(Collected data)
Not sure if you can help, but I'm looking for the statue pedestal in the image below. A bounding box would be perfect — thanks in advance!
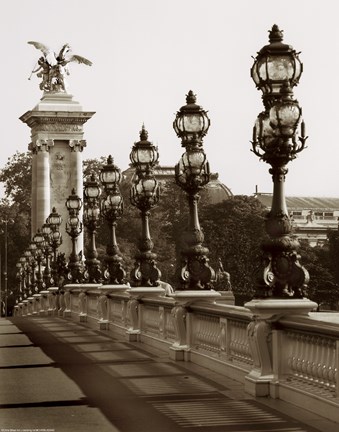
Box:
[20,92,94,257]
[169,290,221,361]
[98,285,130,330]
[126,287,165,341]
[244,298,317,397]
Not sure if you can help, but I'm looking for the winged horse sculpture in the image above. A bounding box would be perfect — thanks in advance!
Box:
[28,41,92,93]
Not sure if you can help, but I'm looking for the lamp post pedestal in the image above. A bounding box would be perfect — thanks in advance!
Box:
[76,283,102,322]
[244,298,317,397]
[169,290,221,361]
[125,287,165,341]
[47,287,58,315]
[39,290,49,315]
[32,293,41,315]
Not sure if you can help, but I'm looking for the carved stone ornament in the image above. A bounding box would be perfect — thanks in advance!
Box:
[69,139,86,152]
[34,123,83,133]
[32,138,54,153]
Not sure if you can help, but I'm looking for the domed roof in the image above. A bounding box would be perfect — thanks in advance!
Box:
[123,165,233,204]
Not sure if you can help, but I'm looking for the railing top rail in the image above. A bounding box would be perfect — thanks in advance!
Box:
[278,314,339,338]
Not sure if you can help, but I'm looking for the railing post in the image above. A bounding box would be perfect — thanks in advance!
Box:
[336,340,339,399]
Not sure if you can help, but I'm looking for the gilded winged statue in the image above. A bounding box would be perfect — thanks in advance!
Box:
[28,41,92,93]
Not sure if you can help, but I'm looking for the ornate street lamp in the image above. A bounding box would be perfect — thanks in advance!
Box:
[130,125,159,175]
[251,24,303,109]
[129,126,161,286]
[46,207,62,285]
[19,256,27,297]
[173,91,215,290]
[41,223,52,287]
[100,156,126,284]
[83,173,102,283]
[28,241,38,293]
[33,230,44,291]
[251,27,309,299]
[65,189,83,283]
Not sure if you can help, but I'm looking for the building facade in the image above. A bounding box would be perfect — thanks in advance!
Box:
[255,192,339,246]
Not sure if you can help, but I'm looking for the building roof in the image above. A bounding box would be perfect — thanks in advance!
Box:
[123,165,233,204]
[255,194,339,210]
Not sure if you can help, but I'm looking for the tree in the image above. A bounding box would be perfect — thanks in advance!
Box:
[298,239,338,310]
[0,151,32,215]
[199,195,268,304]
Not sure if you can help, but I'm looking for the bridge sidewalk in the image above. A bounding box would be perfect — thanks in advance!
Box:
[0,317,337,432]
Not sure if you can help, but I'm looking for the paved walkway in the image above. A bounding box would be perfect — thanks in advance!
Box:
[0,317,338,432]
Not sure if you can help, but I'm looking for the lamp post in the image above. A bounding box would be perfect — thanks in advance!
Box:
[173,90,215,290]
[83,173,102,283]
[28,241,38,293]
[65,189,83,283]
[23,250,32,296]
[41,223,52,288]
[100,155,126,284]
[250,25,309,299]
[129,125,161,287]
[33,229,45,292]
[46,207,62,285]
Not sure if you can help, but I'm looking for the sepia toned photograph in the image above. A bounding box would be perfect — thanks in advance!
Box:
[0,1,338,431]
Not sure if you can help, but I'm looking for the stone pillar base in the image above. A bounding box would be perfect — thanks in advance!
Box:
[244,371,273,396]
[63,310,72,318]
[79,314,87,323]
[39,310,46,316]
[99,320,109,330]
[169,345,188,361]
[126,329,140,342]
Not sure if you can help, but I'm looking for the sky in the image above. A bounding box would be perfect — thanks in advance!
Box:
[1,0,339,197]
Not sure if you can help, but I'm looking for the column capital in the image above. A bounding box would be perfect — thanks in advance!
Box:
[69,140,87,152]
[30,139,54,153]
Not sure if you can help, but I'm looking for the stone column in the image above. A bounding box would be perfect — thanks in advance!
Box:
[30,146,38,235]
[20,92,95,261]
[34,139,53,233]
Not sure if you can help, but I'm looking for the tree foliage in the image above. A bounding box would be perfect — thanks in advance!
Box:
[0,151,32,214]
[200,195,267,303]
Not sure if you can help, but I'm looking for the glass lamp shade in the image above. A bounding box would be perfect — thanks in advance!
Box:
[100,155,122,191]
[84,173,101,201]
[173,91,210,144]
[16,262,22,269]
[251,25,302,97]
[66,189,82,212]
[19,256,26,264]
[46,207,62,228]
[68,215,80,229]
[130,126,159,172]
[181,149,206,176]
[50,230,62,244]
[83,205,100,223]
[42,223,51,238]
[29,242,37,254]
[33,230,44,247]
[269,100,301,137]
[254,112,276,149]
[102,193,123,212]
[136,177,158,198]
[35,247,43,258]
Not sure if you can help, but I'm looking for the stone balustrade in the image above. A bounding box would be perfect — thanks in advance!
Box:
[17,285,339,423]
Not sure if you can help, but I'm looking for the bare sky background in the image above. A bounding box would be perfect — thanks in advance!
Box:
[1,0,338,197]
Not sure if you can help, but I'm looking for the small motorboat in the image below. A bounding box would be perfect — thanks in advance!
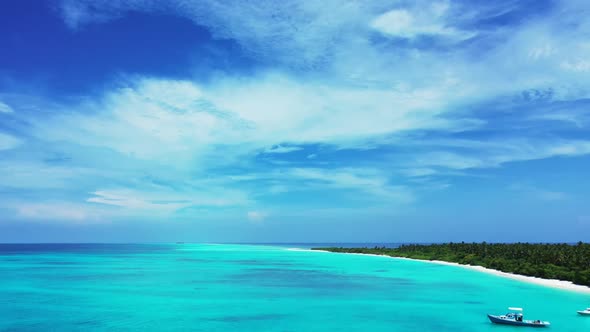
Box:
[487,307,550,327]
[578,308,590,315]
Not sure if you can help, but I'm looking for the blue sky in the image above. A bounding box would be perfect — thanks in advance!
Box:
[1,0,590,243]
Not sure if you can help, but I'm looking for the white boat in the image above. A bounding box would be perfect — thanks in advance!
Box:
[487,307,550,327]
[578,308,590,315]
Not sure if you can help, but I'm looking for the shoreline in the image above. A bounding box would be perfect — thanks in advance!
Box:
[291,248,590,295]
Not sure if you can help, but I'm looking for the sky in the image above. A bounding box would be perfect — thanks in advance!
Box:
[1,0,590,243]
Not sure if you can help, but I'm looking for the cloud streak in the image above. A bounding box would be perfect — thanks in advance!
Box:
[0,133,21,151]
[0,101,14,113]
[1,0,589,230]
[371,1,475,41]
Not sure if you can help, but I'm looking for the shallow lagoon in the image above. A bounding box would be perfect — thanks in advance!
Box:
[1,244,589,331]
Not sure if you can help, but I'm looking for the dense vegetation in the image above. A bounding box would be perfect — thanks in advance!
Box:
[313,242,590,287]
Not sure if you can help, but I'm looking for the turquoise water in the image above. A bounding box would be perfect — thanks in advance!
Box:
[1,244,589,331]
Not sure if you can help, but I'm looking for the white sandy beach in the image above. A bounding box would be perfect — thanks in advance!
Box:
[293,248,590,295]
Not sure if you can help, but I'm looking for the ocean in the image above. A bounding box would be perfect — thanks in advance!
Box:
[1,243,589,331]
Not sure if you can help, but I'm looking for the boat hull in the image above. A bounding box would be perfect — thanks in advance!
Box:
[578,311,590,315]
[487,314,549,327]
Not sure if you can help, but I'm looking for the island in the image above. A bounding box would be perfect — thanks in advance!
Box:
[313,242,590,287]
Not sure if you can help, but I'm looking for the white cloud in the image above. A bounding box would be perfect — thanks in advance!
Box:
[528,43,555,60]
[0,133,21,151]
[371,9,414,36]
[55,0,590,102]
[561,60,590,72]
[268,185,288,194]
[509,183,568,201]
[208,167,415,203]
[530,112,587,128]
[401,168,437,177]
[58,0,385,66]
[536,191,568,201]
[0,160,100,189]
[264,145,303,154]
[87,190,191,212]
[87,188,250,213]
[35,79,232,162]
[288,167,414,202]
[370,2,474,41]
[204,73,472,143]
[15,202,99,222]
[227,175,260,182]
[247,210,268,223]
[4,0,588,226]
[33,73,470,168]
[59,0,130,29]
[414,151,485,169]
[0,101,14,113]
[409,139,590,170]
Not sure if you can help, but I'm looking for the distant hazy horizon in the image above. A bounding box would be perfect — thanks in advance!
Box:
[1,1,590,242]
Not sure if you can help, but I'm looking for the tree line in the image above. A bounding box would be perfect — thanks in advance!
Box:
[313,242,590,286]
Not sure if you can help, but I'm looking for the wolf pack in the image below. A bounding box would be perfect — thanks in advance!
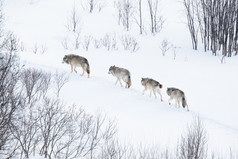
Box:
[63,54,189,111]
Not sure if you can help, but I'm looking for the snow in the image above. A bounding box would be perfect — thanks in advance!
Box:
[3,0,238,155]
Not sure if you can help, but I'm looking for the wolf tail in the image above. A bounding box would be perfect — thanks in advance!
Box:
[127,75,132,88]
[85,60,90,75]
[182,96,189,111]
[159,84,163,89]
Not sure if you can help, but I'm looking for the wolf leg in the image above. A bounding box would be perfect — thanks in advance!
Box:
[81,70,85,76]
[168,97,172,105]
[74,66,77,73]
[115,79,119,85]
[176,100,180,108]
[142,88,146,95]
[70,64,73,73]
[115,78,123,86]
[153,90,157,98]
[150,90,152,97]
[158,90,163,101]
[118,79,123,87]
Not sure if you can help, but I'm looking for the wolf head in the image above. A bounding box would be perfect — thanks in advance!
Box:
[62,55,69,64]
[141,78,146,86]
[108,65,115,74]
[166,88,172,96]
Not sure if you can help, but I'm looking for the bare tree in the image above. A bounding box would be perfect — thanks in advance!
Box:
[52,71,69,98]
[115,0,134,31]
[73,30,81,50]
[0,33,22,158]
[177,117,207,159]
[10,109,40,158]
[184,0,238,56]
[133,0,146,35]
[147,0,164,34]
[123,0,134,31]
[20,68,51,104]
[114,1,123,25]
[138,0,143,34]
[183,0,199,50]
[66,4,81,33]
[82,0,103,13]
[38,98,70,159]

**Exercise objective**
What is needed is the number of lines in these entries that include the word "bare"; please give it alone.

**Worked solution**
2